* _Exercise prompt_: Print the following entries without any change.

* _Records from a dataset_:
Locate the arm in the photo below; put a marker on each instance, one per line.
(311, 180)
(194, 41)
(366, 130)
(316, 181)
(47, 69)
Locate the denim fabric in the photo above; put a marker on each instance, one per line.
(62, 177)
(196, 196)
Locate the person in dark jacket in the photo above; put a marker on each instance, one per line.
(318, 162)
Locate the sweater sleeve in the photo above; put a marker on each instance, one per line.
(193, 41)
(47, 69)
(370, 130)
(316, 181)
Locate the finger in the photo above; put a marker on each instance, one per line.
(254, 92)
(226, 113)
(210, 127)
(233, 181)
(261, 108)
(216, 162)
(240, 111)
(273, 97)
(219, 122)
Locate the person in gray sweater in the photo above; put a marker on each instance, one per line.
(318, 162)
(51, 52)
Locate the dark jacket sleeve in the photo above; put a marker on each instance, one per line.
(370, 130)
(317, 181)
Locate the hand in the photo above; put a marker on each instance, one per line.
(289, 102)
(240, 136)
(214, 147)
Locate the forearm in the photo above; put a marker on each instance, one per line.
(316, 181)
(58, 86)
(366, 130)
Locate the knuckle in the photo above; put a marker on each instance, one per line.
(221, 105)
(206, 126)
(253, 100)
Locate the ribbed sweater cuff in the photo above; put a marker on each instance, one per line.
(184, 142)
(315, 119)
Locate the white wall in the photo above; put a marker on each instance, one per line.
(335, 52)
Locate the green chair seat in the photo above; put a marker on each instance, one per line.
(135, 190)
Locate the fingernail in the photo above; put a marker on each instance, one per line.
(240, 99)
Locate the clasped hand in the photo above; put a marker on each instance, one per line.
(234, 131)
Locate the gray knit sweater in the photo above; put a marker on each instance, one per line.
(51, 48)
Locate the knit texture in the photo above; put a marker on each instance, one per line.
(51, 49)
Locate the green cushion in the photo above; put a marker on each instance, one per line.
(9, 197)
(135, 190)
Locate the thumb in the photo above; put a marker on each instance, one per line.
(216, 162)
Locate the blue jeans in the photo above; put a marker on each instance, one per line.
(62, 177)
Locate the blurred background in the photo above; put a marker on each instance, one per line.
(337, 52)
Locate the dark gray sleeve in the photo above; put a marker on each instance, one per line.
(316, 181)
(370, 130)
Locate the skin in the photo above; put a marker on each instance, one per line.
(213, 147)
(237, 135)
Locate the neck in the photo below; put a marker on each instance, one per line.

* _Answer for this exercise_:
Locate the arm in the photo below; put a marker on each instance, one per line.
(311, 180)
(194, 41)
(366, 130)
(316, 181)
(47, 69)
Locate the denim fabric in the photo above; put a marker on each instance, one per line.
(62, 177)
(196, 196)
Locate the person in dark jacket in the photo above; put a marker on each instance, one per line.
(318, 162)
Locate the sweater sleeve in the photo above; put a marker on each instance, one per line.
(193, 41)
(47, 69)
(370, 130)
(316, 181)
Locate the finger in the photo above; put a marker on each instance, one per line.
(254, 92)
(226, 113)
(210, 127)
(233, 181)
(261, 108)
(216, 162)
(240, 111)
(273, 97)
(219, 122)
Locate the person in gray sweater in the photo above; put a marker on each instance, one per line.
(318, 162)
(51, 52)
Locate the dark jacket sleeve in the photo above; put a marker on each instance, one per line.
(370, 130)
(317, 181)
Locate the hand in the photo above; put a marker on each instance, one per line.
(289, 102)
(240, 136)
(214, 147)
Locate the forearm in the photo above; put a marker on each instance, one per line.
(316, 181)
(58, 86)
(366, 130)
Locate the knuckle in the photo above; put a marker on each instance, one per line.
(221, 105)
(206, 126)
(253, 100)
Locate the ribbed sweater cuff in the photo above; put a marker on each instance, one per line.
(184, 142)
(315, 119)
Locate the white wall in the photo above; put a marker on each instance, one per line.
(335, 52)
Locate the green chair seat in the photo above; put a marker on each instance, one per line.
(135, 190)
Locate the fingernail in the photo above; put a marker on each instance, one per line.
(240, 99)
Locate the clasped hand in the photo above; put a marker on each instance, one per line.
(234, 131)
Locate the gray knit sweater in the photo above; put a marker on each instance, one per line.
(51, 48)
Locate the knit texture in the photo above; put a marker on each instance, one per line.
(51, 49)
Locate the green cushion in the photo above; put a marker on each instance, one per line.
(9, 197)
(135, 190)
Locate the thumb in the photo above; put a marker on each instance, one per line.
(216, 162)
Locate the blue jeans in the photo above; put a marker on each instance, one per line.
(62, 177)
Locate the blurred background in the photo above; put a marker on each instance, one per line.
(337, 52)
Locate the dark gray sleeve in the photo above; put a marker on each instance, one per line.
(316, 181)
(370, 130)
Locate the skin in the photo above; put a marker on each instance, one per line.
(213, 147)
(237, 135)
Locate the neck in the photo below; put a marker on each instance, one per line.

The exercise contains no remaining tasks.